TRECHO DO DOCUMENTO:
━━━━━━━━━━━━━━━━━━━━

Uma pitada de George Orwell na ESEBA

  Por Isabelle Alves


A revolução dos bichos, de George Orwell, foi lançada em 1945, um mês antes da data oficial do fim da Segunda Guerra Mundial, em meio ao stalinismo. Esse texto é descrito, tecnicamente, como fábula - gênero literário em que os animais possuem características humanas - e ambientada na ficcional Granja do Solar, onde os animais  vivem uma realidade opressora, ora conscientes ora iludidos. 

O primeiro acontecimento que promove a dinâmica entre os sistemas de opressão na fábula é marcada na figura do velho porco Major que, em clara referência a Karl Marx, guia os animais com suas palavras a um futuro diferente:


Nascemos, recebemos o mínimo de alimento necessário para continuar respirando, e os que podem trabalhar são forçados a fazê-lo até a última parcela de suas forças; no instante em que nossa utilidade acaba, trucidam-nos com hedionda crueldade. [...] O Homem é a única criatura que consome sem produzir. Não dá leite, não põe ovos, é fraco demais para puxar o arado, não corre o suficiente para alcançar uma lebre. Mesmo assim, é o senhor de todos os animais. [...] Esta é a mensagem que vos trago, camaradas: revolução! (ORWELL, 1982, p. 8-11)

━━━━━━━━━━━━━━━━━━━━

MATERIAL FORNECIDO:

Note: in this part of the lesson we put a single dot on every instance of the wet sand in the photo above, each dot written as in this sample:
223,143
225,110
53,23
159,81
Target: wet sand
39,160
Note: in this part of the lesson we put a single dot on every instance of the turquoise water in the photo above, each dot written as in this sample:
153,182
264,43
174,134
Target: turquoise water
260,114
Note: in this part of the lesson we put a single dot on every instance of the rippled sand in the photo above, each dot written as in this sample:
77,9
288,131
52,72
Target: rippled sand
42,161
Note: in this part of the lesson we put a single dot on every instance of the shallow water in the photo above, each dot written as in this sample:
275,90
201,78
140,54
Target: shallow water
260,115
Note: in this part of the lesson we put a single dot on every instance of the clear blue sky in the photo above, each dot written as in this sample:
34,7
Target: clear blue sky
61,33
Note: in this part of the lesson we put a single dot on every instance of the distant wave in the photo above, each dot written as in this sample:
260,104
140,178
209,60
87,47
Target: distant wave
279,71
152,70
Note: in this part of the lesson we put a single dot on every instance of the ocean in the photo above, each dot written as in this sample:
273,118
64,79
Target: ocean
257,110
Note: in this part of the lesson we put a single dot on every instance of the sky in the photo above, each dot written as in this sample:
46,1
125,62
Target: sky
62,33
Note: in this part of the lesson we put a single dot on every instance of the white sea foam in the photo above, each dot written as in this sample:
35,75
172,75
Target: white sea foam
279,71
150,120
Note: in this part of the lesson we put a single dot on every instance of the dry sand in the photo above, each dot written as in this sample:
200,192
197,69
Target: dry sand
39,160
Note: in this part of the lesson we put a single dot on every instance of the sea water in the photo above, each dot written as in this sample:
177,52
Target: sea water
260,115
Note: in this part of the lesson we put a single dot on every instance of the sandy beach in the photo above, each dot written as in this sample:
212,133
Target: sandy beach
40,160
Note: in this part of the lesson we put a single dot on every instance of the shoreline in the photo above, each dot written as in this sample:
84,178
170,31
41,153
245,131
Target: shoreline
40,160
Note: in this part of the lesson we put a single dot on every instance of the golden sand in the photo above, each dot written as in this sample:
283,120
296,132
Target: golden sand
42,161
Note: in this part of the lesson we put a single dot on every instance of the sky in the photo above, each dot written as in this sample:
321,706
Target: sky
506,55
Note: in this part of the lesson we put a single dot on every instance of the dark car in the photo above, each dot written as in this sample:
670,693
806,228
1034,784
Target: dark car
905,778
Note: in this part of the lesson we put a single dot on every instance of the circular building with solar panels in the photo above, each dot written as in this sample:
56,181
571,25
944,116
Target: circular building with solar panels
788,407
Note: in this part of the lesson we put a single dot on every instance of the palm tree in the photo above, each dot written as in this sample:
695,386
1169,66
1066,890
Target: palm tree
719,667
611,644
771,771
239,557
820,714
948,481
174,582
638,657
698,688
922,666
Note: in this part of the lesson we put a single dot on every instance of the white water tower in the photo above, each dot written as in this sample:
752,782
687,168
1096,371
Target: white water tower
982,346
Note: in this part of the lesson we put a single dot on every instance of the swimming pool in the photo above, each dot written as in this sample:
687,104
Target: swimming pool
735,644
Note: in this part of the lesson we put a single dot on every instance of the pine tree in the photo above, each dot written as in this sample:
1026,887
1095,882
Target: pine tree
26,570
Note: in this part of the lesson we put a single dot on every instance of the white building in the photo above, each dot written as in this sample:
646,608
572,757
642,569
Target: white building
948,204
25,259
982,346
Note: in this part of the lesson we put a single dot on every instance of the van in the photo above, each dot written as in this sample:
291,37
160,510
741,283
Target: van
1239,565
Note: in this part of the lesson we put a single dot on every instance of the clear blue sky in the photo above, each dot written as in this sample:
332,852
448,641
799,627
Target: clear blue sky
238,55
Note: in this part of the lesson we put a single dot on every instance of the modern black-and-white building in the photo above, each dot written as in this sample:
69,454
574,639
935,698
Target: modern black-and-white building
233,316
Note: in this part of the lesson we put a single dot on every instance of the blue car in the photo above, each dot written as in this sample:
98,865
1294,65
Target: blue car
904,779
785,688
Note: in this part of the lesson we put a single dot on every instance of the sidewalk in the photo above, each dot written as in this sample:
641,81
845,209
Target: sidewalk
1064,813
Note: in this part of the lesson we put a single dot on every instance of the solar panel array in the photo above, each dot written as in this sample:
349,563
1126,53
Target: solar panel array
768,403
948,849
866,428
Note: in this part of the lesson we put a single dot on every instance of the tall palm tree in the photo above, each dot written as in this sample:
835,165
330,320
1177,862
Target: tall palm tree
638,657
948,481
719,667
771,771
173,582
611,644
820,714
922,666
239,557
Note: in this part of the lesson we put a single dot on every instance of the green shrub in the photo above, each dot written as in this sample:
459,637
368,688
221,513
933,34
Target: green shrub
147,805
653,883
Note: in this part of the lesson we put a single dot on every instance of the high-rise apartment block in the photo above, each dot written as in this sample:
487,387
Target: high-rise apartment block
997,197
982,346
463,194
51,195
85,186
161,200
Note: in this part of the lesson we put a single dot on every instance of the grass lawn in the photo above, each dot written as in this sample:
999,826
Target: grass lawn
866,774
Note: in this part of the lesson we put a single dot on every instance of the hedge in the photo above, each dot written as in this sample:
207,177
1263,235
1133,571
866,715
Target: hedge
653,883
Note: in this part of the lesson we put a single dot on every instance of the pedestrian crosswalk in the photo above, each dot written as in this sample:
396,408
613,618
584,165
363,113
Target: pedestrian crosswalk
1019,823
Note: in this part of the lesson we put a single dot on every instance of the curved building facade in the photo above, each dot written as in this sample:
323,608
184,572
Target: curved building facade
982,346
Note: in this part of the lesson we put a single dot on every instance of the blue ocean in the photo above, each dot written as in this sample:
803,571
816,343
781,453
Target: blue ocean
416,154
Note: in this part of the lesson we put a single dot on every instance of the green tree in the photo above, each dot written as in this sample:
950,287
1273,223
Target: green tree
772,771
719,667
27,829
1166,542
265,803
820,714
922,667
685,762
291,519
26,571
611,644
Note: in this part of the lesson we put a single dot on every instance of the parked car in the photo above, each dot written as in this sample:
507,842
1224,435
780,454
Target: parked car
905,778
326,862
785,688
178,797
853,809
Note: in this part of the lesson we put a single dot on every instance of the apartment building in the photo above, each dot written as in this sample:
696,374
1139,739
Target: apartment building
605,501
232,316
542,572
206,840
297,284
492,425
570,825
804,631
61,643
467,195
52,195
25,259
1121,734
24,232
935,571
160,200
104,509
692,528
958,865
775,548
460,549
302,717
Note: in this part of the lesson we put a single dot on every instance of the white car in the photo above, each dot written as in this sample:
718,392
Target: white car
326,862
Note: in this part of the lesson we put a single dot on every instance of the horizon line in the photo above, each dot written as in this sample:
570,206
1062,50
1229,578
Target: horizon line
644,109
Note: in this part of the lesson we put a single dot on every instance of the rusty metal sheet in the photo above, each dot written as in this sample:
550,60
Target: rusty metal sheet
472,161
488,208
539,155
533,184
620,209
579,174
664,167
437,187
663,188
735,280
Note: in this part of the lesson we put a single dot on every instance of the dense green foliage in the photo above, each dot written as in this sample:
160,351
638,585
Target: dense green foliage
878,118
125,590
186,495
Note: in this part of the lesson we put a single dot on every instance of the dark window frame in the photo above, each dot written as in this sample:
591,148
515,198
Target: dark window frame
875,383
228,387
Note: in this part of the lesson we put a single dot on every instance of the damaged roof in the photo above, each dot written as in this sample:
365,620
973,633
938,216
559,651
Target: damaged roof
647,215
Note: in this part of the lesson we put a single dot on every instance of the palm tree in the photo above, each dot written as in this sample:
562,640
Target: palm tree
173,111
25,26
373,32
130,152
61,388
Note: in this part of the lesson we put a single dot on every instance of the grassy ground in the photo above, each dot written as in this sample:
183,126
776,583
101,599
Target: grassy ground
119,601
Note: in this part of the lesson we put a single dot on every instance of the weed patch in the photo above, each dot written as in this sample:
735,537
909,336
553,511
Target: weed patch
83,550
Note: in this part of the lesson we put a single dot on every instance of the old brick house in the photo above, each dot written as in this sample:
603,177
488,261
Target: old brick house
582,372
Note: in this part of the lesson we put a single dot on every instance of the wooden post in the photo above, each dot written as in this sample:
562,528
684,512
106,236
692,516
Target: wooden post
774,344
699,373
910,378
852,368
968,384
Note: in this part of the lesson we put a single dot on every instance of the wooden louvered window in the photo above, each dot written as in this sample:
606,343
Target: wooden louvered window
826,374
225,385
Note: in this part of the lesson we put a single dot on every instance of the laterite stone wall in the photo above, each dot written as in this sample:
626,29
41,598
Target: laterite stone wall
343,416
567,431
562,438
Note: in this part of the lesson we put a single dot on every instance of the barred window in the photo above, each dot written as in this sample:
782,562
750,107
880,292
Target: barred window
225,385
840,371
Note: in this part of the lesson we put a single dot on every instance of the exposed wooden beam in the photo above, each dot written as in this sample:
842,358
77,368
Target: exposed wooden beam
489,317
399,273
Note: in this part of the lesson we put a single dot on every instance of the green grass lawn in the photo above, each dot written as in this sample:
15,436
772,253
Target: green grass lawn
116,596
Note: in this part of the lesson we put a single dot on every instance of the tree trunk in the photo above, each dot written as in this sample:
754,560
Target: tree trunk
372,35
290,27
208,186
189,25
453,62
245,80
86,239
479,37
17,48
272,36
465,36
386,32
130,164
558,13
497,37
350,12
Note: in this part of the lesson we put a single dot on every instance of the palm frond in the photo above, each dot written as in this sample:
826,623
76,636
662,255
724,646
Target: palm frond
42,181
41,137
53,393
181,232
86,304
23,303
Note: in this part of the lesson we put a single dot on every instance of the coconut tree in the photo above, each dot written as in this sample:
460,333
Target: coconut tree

━━━━━━━━━━━━━━━━━━━━

TAREFA ESCRITA A:
Segundo o trecho do documento, em que ano foi lançada A revolução dos bichos?
TAREFA ESCRITA B:
Retorne todas as linhas da listagem que contêm a palavra "solar", levando em conta maiúsculas e minúsculas.
O trecho do documento e a listagem não têm nenhuma relação entre si.

SOLUÇÃO ESCRITA A:
Em 1945.

SOLUÇÃO ESCRITA B:
Note: in this part of the lesson we put a single dot on every instance of the circular building with solar panels in the photo above, each dot written as in this sample:
Target: circular building with solar panels
Note: in this part of the lesson we put a single dot on every instance of the solar panel array in the photo above, each dot written as in this sample:
Target: solar panel array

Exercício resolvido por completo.